**** Material provided ****

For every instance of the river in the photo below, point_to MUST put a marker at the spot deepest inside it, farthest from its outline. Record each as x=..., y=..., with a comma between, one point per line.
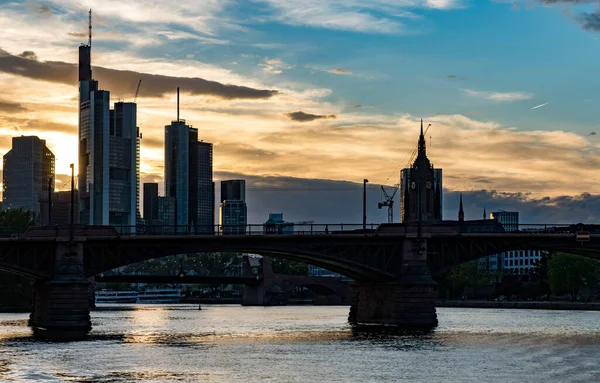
x=179, y=343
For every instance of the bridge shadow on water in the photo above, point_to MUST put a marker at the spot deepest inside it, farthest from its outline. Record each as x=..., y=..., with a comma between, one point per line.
x=402, y=339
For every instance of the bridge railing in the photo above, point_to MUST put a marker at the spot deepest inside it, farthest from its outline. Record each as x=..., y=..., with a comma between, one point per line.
x=486, y=226
x=250, y=229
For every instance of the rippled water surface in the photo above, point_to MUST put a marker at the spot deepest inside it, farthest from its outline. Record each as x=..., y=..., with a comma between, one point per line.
x=178, y=343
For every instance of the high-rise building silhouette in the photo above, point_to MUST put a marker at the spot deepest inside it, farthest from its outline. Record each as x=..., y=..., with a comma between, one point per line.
x=421, y=188
x=109, y=154
x=188, y=177
x=28, y=172
x=233, y=212
x=150, y=201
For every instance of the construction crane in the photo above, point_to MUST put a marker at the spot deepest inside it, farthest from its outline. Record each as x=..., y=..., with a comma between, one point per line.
x=389, y=202
x=137, y=90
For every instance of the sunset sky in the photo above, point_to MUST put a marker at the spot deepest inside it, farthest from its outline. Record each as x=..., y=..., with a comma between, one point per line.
x=303, y=96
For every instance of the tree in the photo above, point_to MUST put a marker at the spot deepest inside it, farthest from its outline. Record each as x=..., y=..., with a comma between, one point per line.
x=15, y=221
x=570, y=273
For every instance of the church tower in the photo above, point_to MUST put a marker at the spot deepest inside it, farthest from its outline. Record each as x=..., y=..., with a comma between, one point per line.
x=421, y=188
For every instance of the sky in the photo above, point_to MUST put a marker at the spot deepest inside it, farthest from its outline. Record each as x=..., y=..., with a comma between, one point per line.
x=306, y=99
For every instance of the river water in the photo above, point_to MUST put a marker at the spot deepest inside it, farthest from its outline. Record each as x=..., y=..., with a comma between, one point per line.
x=179, y=343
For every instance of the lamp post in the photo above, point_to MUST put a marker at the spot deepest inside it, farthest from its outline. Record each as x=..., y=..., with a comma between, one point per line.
x=365, y=203
x=72, y=200
x=50, y=201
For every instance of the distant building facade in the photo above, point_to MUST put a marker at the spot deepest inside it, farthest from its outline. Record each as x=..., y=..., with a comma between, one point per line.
x=28, y=172
x=233, y=212
x=516, y=262
x=150, y=209
x=508, y=219
x=61, y=208
x=421, y=188
x=276, y=225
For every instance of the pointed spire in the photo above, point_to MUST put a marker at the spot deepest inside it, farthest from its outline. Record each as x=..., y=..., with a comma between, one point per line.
x=461, y=213
x=422, y=141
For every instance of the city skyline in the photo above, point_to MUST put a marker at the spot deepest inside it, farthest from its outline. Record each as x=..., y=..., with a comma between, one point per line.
x=286, y=115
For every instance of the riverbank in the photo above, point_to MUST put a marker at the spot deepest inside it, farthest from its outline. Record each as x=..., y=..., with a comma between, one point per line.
x=542, y=305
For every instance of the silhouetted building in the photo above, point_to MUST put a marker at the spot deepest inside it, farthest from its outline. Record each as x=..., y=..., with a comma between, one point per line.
x=233, y=190
x=188, y=177
x=166, y=215
x=233, y=210
x=421, y=187
x=109, y=154
x=150, y=201
x=233, y=217
x=124, y=165
x=276, y=225
x=27, y=169
x=61, y=208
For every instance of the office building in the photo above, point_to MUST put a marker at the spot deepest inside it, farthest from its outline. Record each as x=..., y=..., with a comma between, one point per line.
x=421, y=188
x=188, y=177
x=166, y=215
x=28, y=175
x=61, y=208
x=150, y=201
x=276, y=225
x=508, y=219
x=233, y=210
x=233, y=190
x=109, y=154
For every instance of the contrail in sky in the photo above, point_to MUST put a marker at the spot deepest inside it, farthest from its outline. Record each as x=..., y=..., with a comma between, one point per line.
x=539, y=106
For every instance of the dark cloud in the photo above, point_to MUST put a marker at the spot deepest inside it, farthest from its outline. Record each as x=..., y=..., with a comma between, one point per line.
x=123, y=83
x=590, y=21
x=78, y=34
x=11, y=107
x=40, y=9
x=28, y=55
x=339, y=71
x=306, y=117
x=336, y=202
x=551, y=210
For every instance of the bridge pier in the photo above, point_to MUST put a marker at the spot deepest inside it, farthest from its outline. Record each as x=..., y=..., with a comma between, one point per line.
x=408, y=303
x=61, y=306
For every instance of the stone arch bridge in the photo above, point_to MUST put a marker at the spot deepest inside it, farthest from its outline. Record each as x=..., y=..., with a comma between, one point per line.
x=391, y=266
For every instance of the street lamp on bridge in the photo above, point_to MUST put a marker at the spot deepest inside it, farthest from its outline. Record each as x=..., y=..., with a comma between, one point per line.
x=365, y=203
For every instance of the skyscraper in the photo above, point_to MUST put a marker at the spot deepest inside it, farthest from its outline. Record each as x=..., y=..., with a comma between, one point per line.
x=188, y=177
x=124, y=154
x=421, y=188
x=150, y=201
x=109, y=153
x=233, y=216
x=233, y=190
x=28, y=166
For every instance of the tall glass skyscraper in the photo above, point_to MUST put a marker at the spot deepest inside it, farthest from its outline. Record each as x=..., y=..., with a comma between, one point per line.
x=28, y=166
x=109, y=154
x=188, y=178
x=233, y=216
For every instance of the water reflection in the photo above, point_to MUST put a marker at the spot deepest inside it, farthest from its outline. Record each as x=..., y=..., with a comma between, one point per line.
x=298, y=344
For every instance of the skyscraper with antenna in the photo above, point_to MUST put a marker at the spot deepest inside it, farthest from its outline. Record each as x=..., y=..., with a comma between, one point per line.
x=109, y=148
x=188, y=177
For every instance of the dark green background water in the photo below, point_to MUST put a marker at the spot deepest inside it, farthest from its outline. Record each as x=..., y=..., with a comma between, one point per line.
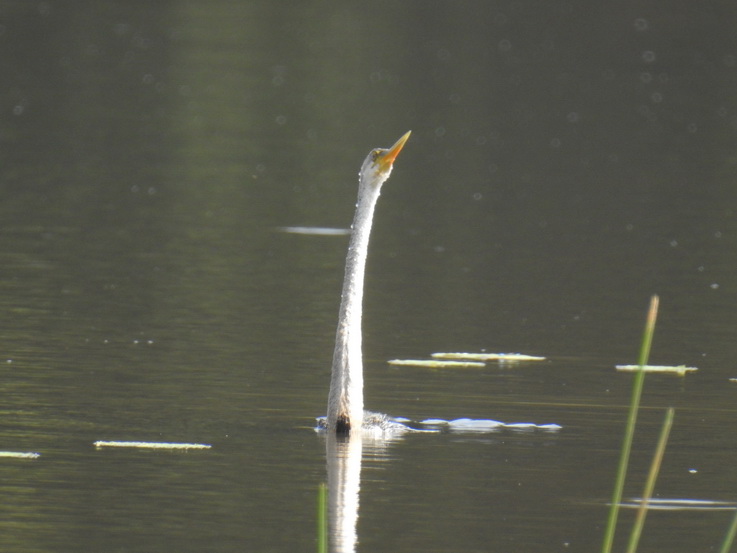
x=567, y=161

****

§ What the task requires: Each entry is to be returned precisely as it appears, but the pictures are to be dropped.

§ Reply to the exercise:
For every instance of the river in the photo below, point_to MUST put a marker at the spot deepest inside it, farthest from its outline. Record each as x=..., y=..., with a comma between, one point per line.
x=179, y=343
For every instance of the bridge shadow on water in the photo above, point_to MUST put a marker at the spot deepest inside it, farthest from its outline. Record each as x=..., y=..., with a comma between, one point per line.
x=402, y=339
For every instance of the bridge railing in the photo above, point_to MUST put a marker at the spot deepest inside it, farthest from its outline. Record each as x=..., y=..., with a comma between, one point per line.
x=486, y=226
x=250, y=229
For every instance of the rippled water surface in the photo above, point_to MUST put a marker at the spot deepest inside it, farthest from its outline. Record each as x=..., y=..., with a comma between, one point per line.
x=178, y=343
For every instance of the high-rise building silhouette in the photo above, point_to MUST put a marker at the spot deepest inside it, farthest from its outline. Record each as x=..., y=..., with a comma between, one point per line.
x=421, y=188
x=109, y=154
x=188, y=177
x=28, y=172
x=233, y=212
x=150, y=201
For every instance of the construction crane in the photo above, point_to MUST put a marker at the spot deepest inside it, farthest from its outline. Record each as x=..., y=..., with a comma between, one point per line.
x=389, y=202
x=137, y=90
For every instance of the sunset sky in the photo above, point_to MUST put a marker at the spot deepest inside it, farthest from its outline. Record each as x=..., y=..., with a comma between, one point per line.
x=303, y=96
For every instance of the tree in the photo above, point_to MUST put a marker at the spot deepest inside it, farthest from its outline. Record each as x=..., y=..., with a comma between, one point per line.
x=15, y=221
x=570, y=273
For every instance of the church tower in the photo above, point_to MUST put a marker at the spot deepest inside it, farthest from its outline. Record each as x=..., y=..., with a comma between, one point per line.
x=421, y=188
For every instance of the sky in the photo above, point_to MUST put a marker at the spot deepest inside it, farthest from its outline. Record each as x=..., y=..., with a comma between, one point per line.
x=306, y=99
For every instance of the river water in the photo above, point_to MUST put a marker at the spot deepest inside it, farthest from its outline. Record each as x=..., y=..., with a comma between, one point per line.
x=179, y=343
For every instance of the lamp post in the photo above, point_to MUST put a marker at the spot deepest inside it, farthest from its outline. Record each as x=..., y=..., with a comma between, one point per line.
x=365, y=203
x=72, y=200
x=50, y=201
For every instance of the distant building facade in the photo above, point_to MUST put a marker at the spot deepest inside it, farthest from its outline. Record each as x=..., y=..., with a comma between, one point per line.
x=28, y=172
x=233, y=212
x=516, y=262
x=150, y=209
x=508, y=219
x=61, y=208
x=421, y=188
x=276, y=225
For every instance of the pointed spire in the photo above, point_to MUST put a marker at the spot deepest inside it, farthest from its outline. Record each as x=..., y=..., with a comma between, one point per line.
x=461, y=213
x=422, y=141
For every instance of the city skyline in the photo above, point_to MUST put a marker at the spot deepest inside it, farthest from its outline. Record each as x=..., y=..., with a comma between, one point per line.
x=286, y=115
For every instance of the riverbank in the photo above, point_to MUST put a marker at the spot deepest inside it, farthest from its outline. Record each as x=..., y=..., with a comma between, one point per line.
x=542, y=305
For every instance of the silhouetted building in the photo above, point_to MUST put a marker at the spot deepest inside it, farthest from its outline. Record each as x=..., y=..., with a comma between, one point per line.
x=233, y=190
x=188, y=177
x=166, y=215
x=233, y=210
x=421, y=187
x=109, y=154
x=150, y=201
x=233, y=217
x=124, y=165
x=276, y=225
x=27, y=169
x=61, y=208
For every instance of the office building in the photo above, point_to MUST put a marker at the spot deepest inside it, farthest from its outline. Record each as x=..., y=..., with a comma between, one point per line.
x=421, y=188
x=188, y=177
x=166, y=215
x=28, y=175
x=61, y=208
x=150, y=201
x=276, y=225
x=508, y=219
x=233, y=210
x=233, y=190
x=109, y=154
For every instance of the contrail in sky in the photo above, point_to MUST put a marker at the spot deepest inside it, farthest from its outline. Record each as x=..., y=..., with a comma between, one point per line.
x=539, y=106
For every instance of the dark cloud in the photo above, point_to MUST put a marker at the spot deepest inside it, farthest from its outline. Record each as x=..., y=..., with a comma between, one point per line.
x=123, y=83
x=590, y=21
x=78, y=34
x=11, y=107
x=40, y=9
x=28, y=55
x=339, y=71
x=306, y=117
x=336, y=202
x=551, y=210
For every instance of the bridge pier in the photo above, point_to MUST put a marker at the spot deepest inside it, farthest from its outline. Record each as x=..., y=..., with a comma between, one point per line.
x=408, y=303
x=61, y=306
For every instance of the stone arch bridge in the photo above, point_to MUST put a marker at the spot deepest inside it, farthest from its outline. Record each as x=..., y=..., with a comma between, one point per line.
x=391, y=266
For every instance of the street lamp on bridge in the photo above, point_to MUST put a marker at the spot deepest inside it, farthest from its outline. Record each as x=..., y=..., with a comma between, one point per line.
x=365, y=203
For every instance of the skyscraper in the photo above, point_to MUST put a marker at the spot deepest inside it, farthest from its outline. Record each as x=..., y=..., with a comma between, one point per line.
x=188, y=177
x=124, y=154
x=421, y=188
x=150, y=201
x=109, y=153
x=233, y=216
x=233, y=190
x=28, y=166
For every instance of the tall glass skyscraper in the photo above, point_to MUST put a marker at the spot deepest inside it, farthest from its outline. Record each as x=..., y=..., with a comma between, one point per line.
x=28, y=166
x=109, y=154
x=188, y=178
x=233, y=216
For every instance of the water reflection in the photo above, point_to MUST put a marker at the spot deepest inside it, farthest from its outline. Record each as x=..., y=..., with a comma between, one point per line.
x=298, y=344
For every instance of the skyscraper with antenna in the photo above, point_to MUST put a marker at the spot deepest inside it, farthest from its outline. Record each as x=..., y=..., with a comma between, one point per line.
x=109, y=148
x=188, y=177
For every instance of the dark green background water in the photo below, point_to MUST put a marker at the spot deepest inside it, farthest from its outline. Record each as x=..., y=..., with a comma between, one point per line.
x=567, y=161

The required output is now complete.